***** Text extract *****
The benefit of contiguous files is indeed the elimination of seek times.
As noted by many posters to this group, the success of this is dependent
on many things, not just the contiguous nature of the file.

The primary benefit is in cases where a disk, in a real time application,
is dedicated as an archive. Essentially a large circular (possibly) buffer
saving the last x seconds, minutes, or hours of the raw data gathered.
Telemetry applications often need this. Missile range stuff where raw data
comes in fast and furious but only for a short duration of time can benefit
from this use.

On the Night Hawk system, contiguous disk files are typically used with the
direct disk I/O feature (bypassing the buffer cache) so that large chunks of
data can be written to the disk on a periodic basis as quickly as possible.
These features are intended to be used in stringent real time environments
where the environment is controlled. 

Clearly, if there is other activity to the same disk or the accesses to the
file are random (as opposed to sequential) then all the noted problems 
in other postings make this feature a moot point. Expanding the file is
indeed a problem.

It is not perfect, but very useful in some applications, particularly real
time.

steve@SSD.CSD.HARRIS.COM (Steve Brosky) (05/30/90)

>         What are spin locks??
>         (hope this isn't a frequently asked question!! )
spin locks, or busy waiting locks, are locks for which a user never blocks.
When the user tries to lock a spin lock which is already locked, he spins
in a tight loop, waiting for the lock to be freed.  Spin locks are only 
used to protect critical sections which hold the lock for a very short period
of time, and therefor not worth the overhead of blocking the process.

Steve Brosky                        sabrosky@ssd.csd.harris.com
Harris Computer Systems Division
2101 W Cypress Creek Rd
Fort Lauderdale, Fla 333122

steve@SSD.CSD.HARRIS.COM (Steve Brosky) (05/30/90)

>>* fast context switch times -- 40-60 microseconds

>This is obviously crucial to real-time response, and seems much faster
>than conventional Unix context switching time.  How did you get Unix to
>context switch so quickly?

A lot of effort was put into optimizing context switches.
Sorry I can't tell you about some of the more subtle tricks we've 
used.  However I should explain what is meant by this ambiguous term
"context switch time".  The 40-60 microseconds is the time to:

- save the state (registers) of the old process
  (note that this machine has an enhanced floating point unit so this also
   includes 8 extra floating point registers)
- select the new process
- restore the state (VM, registers) of the new process
- invalidate the caches


This context switch time does not include the time used to decide that 
a context switch is required. For example, in the case where a process 
expires its quantum (determined in a clock interrupt routine),
the processing time consumed by the clock interrupt is not included 
in the quoted context switch time.

Certain people are more interested in the time it takes to transition from
process A to process B when process A takes some action that causes process
B to run. There are a number of different primitives available for this on
our system that take the form of a system call. The "real-time" primitives
take from 170-200 microseconds for this to happen. This time is measured
from immediately before process A makes the "wake-up" system call (actually
the call to the library interface to the syscall) to immediately after process
B returns from the "blocking" system call.  This is actual wall time
from the last useful instruction in user process A to the first useful
instruction in user process B. The 40-60 microsecond context switch is part of
this time.
***** Extracted data *****
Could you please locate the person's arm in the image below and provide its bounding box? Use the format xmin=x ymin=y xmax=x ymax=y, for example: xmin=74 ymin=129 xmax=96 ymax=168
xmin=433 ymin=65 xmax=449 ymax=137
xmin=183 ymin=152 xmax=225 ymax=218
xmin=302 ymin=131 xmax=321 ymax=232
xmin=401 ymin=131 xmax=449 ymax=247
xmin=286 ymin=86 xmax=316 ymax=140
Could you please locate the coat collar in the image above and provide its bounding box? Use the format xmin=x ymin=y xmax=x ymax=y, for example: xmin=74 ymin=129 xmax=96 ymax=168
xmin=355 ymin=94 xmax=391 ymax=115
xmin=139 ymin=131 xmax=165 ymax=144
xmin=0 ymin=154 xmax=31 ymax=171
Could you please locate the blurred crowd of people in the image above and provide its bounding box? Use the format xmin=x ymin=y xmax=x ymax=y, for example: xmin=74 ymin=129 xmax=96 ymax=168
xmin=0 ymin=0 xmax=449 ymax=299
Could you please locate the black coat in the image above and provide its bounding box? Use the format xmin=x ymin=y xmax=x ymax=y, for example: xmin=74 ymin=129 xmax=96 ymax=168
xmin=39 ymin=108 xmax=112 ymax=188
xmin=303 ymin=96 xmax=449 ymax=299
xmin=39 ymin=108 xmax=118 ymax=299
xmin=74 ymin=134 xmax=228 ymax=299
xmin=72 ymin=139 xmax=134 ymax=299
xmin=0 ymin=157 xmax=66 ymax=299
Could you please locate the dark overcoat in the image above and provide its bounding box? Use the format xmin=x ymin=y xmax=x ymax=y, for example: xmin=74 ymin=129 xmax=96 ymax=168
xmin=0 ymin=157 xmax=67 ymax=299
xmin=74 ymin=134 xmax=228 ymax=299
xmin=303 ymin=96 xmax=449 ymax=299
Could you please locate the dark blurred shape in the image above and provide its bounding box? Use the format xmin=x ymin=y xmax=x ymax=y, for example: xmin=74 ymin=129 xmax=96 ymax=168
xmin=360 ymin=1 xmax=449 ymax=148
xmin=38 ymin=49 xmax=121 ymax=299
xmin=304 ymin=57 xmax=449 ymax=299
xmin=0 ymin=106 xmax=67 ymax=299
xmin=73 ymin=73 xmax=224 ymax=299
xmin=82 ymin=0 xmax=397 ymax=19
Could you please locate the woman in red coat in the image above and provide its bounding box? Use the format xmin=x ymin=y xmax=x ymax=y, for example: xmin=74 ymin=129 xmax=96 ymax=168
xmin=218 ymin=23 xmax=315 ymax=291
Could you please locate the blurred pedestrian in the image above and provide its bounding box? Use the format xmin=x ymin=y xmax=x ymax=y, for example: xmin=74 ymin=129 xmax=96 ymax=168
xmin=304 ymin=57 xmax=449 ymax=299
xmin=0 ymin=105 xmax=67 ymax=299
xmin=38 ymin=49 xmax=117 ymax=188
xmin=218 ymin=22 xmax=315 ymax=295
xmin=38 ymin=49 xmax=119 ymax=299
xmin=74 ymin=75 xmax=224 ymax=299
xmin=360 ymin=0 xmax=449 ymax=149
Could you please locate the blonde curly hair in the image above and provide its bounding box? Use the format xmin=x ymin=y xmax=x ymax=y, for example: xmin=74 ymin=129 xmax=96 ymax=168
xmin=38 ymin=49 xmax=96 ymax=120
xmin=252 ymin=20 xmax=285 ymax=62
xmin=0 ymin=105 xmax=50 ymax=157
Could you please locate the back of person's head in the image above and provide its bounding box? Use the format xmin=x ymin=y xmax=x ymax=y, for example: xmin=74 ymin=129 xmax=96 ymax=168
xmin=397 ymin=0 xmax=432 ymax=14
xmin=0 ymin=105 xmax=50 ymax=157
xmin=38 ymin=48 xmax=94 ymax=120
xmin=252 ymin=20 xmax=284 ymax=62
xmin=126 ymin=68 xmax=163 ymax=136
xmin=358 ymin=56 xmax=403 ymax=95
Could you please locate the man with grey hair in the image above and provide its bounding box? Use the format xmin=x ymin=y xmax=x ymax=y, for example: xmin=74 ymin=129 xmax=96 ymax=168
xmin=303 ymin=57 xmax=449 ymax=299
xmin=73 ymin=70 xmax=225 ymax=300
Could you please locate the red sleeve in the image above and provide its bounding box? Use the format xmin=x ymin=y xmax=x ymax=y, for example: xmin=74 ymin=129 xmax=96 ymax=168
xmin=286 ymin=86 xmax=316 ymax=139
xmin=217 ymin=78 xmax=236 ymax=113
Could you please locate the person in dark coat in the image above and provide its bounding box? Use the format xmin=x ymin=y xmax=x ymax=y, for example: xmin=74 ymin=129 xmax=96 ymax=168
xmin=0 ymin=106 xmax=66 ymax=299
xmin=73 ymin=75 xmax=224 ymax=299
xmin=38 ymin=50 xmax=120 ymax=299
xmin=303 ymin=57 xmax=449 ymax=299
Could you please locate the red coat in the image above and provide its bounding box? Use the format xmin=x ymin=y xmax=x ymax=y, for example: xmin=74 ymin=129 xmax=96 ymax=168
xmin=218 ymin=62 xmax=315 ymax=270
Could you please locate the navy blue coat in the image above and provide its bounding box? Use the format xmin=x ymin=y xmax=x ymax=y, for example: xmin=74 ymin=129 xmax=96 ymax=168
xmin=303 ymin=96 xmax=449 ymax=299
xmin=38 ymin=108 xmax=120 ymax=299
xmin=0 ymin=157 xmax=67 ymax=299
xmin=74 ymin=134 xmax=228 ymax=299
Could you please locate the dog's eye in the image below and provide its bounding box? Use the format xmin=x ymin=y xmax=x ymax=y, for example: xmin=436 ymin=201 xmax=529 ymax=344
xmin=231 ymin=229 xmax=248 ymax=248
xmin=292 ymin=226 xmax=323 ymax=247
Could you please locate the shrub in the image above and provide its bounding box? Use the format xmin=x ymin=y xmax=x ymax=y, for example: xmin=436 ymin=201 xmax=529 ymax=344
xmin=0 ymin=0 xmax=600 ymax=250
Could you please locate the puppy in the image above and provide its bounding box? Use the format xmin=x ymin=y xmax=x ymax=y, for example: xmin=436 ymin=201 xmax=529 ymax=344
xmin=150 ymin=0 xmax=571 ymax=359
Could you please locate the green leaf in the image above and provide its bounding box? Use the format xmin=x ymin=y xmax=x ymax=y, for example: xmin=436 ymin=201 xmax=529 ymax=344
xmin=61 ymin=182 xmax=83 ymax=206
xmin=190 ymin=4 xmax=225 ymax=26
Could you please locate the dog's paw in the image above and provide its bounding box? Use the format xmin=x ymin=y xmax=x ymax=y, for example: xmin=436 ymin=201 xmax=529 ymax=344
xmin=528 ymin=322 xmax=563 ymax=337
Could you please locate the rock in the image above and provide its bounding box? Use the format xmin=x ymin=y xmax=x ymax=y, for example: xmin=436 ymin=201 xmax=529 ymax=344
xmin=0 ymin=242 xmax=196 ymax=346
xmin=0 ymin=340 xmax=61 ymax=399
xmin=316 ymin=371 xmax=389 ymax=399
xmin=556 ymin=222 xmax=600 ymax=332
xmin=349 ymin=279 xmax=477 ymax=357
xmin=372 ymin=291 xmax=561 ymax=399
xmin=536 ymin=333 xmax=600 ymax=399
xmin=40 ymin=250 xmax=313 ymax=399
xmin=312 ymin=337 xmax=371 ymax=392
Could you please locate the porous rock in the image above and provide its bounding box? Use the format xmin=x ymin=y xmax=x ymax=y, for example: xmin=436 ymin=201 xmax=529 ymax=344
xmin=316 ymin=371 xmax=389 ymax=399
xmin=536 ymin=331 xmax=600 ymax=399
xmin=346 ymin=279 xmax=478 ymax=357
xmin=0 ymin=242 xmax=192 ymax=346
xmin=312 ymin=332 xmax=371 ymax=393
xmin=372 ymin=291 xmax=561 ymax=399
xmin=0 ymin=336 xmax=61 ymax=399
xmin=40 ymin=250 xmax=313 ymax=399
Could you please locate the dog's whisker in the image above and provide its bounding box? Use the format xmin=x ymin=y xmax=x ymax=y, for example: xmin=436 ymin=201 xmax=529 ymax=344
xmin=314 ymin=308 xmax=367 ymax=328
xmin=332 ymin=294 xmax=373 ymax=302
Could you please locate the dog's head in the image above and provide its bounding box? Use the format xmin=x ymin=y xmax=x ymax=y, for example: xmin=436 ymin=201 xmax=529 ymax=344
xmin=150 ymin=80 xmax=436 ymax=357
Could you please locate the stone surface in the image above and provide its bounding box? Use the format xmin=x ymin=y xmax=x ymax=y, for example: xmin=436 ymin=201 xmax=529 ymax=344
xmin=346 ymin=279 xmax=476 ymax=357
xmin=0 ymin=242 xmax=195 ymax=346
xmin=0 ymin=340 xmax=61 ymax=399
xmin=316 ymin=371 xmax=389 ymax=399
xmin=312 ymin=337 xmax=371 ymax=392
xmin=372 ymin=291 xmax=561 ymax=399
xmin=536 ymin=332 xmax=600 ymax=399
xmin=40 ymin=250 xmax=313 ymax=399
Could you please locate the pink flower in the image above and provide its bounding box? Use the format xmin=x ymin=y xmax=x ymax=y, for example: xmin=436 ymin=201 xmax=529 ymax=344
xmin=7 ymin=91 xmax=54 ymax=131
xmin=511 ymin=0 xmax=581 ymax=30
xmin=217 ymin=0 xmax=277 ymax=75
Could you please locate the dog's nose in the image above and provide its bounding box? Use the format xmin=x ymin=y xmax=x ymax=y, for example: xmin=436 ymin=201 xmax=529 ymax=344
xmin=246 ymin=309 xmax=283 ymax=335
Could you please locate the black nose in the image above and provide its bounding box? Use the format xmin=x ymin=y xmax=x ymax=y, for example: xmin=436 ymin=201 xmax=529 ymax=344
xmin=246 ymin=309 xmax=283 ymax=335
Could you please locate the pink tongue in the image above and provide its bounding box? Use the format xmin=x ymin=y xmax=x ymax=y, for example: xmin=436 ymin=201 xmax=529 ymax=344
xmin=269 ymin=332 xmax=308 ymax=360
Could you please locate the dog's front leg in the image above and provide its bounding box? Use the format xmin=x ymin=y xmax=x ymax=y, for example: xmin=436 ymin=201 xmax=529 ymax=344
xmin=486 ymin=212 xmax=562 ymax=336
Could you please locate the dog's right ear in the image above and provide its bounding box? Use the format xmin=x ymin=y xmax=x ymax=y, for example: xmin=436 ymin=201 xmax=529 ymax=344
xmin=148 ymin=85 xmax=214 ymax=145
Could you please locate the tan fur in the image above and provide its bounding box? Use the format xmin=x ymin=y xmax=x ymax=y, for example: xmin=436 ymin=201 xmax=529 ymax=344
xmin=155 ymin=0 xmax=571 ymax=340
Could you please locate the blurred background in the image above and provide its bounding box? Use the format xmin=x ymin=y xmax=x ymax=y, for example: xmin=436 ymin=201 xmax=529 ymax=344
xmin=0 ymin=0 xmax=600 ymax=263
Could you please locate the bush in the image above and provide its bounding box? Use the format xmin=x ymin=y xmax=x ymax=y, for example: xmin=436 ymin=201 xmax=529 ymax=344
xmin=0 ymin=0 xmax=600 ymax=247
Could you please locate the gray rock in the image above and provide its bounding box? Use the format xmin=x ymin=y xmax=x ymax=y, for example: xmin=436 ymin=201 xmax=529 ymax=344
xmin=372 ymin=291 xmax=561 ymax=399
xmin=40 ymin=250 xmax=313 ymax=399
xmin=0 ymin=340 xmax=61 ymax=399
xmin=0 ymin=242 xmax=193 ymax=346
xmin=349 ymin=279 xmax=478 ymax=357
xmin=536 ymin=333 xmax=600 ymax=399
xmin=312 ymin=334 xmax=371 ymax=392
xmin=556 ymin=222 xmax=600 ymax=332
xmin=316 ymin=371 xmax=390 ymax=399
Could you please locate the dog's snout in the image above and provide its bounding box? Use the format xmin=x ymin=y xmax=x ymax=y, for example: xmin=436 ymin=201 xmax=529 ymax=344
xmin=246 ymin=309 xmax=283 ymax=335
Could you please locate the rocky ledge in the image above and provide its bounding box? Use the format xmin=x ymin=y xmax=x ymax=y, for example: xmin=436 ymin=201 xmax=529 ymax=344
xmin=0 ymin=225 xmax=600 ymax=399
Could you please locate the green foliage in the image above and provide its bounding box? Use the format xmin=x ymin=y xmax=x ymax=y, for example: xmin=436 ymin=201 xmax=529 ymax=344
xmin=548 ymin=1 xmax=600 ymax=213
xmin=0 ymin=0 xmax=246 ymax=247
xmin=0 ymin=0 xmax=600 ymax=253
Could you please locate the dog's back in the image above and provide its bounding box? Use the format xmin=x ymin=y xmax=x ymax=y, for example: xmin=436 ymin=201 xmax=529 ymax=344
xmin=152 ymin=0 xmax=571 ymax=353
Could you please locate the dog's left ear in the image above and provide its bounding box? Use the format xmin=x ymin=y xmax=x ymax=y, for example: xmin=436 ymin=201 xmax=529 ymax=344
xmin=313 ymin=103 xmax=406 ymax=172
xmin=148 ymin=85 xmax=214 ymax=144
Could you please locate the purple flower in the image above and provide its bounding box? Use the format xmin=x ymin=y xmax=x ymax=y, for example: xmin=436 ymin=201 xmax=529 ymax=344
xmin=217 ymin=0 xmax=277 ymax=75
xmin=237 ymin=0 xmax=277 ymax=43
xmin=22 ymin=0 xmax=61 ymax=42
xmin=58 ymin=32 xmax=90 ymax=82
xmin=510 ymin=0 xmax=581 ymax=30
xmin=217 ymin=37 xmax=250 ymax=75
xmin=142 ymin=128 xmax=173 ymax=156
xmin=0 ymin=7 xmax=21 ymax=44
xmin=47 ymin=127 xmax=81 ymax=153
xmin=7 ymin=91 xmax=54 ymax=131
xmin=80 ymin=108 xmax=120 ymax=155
*****
▶ Complete the following:
[1] In the forum thread on real-time Unix, how long do the "real-time" primitives take to move from process A to process B?
[2] Translate this sentence from the forum thread on real-time Unix into Spanish: "A lot of effort was put into optimizing context switches."
The records stand apart from the forum thread on real-time Unix and are their own material.

▶ Correct answers:
[1] 170 to 200 microseconds.

[2] Se dedicó mucho esfuerzo a optimizar los cambios de contexto.